What you will do: Rewrite the listing with "tanker wheel" replaced by "truck wheel" and everything else unchanged. Omit the pictures from your answer.

-- Begin Raw data --

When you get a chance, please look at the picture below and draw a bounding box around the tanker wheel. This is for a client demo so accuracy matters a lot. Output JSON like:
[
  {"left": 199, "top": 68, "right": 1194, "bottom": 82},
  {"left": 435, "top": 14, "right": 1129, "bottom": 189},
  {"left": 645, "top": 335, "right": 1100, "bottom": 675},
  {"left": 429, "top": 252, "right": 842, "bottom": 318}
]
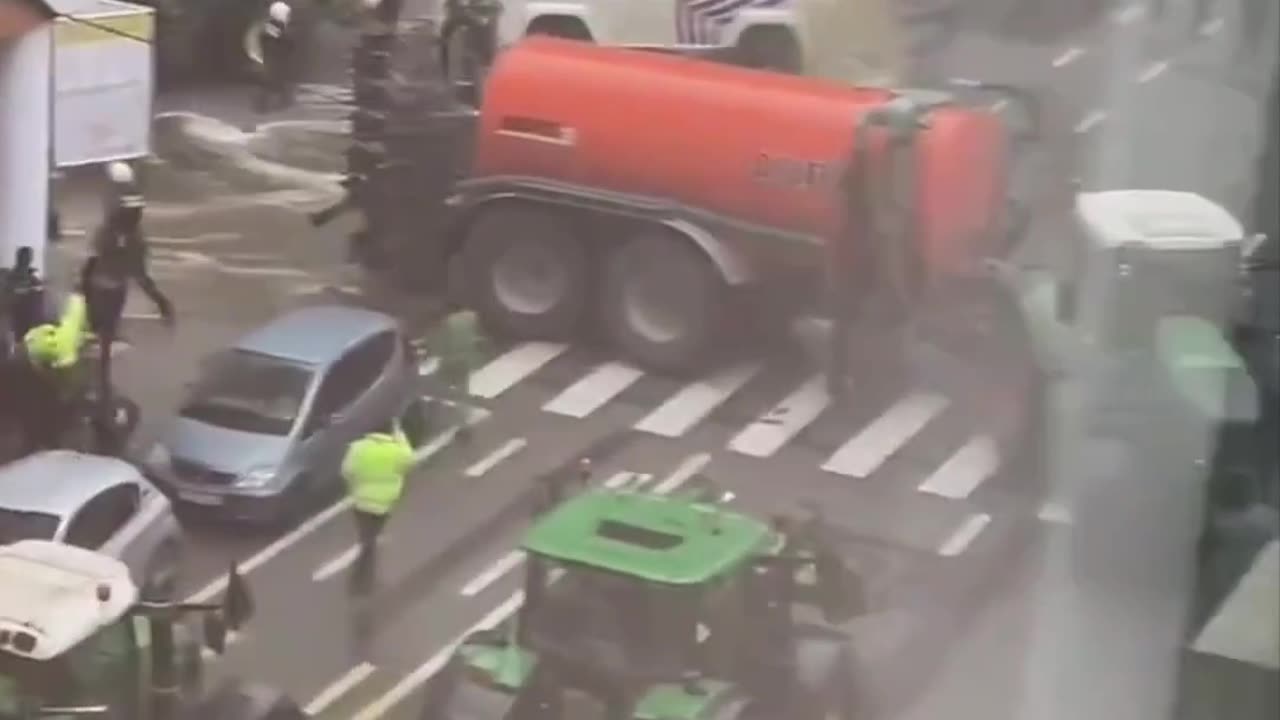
[
  {"left": 602, "top": 228, "right": 727, "bottom": 374},
  {"left": 463, "top": 205, "right": 590, "bottom": 340}
]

-- End Raw data --

Exercise output:
When you get a chance, please look at the picture below and draw a bounding box around the truck wheel. This is for a client demo so accuracy matters a lot. Output JSON like:
[
  {"left": 199, "top": 68, "right": 1194, "bottom": 82},
  {"left": 435, "top": 14, "right": 1129, "bottom": 189},
  {"left": 645, "top": 335, "right": 1100, "bottom": 675},
  {"left": 429, "top": 252, "right": 842, "bottom": 318}
]
[
  {"left": 602, "top": 228, "right": 727, "bottom": 374},
  {"left": 463, "top": 205, "right": 590, "bottom": 340}
]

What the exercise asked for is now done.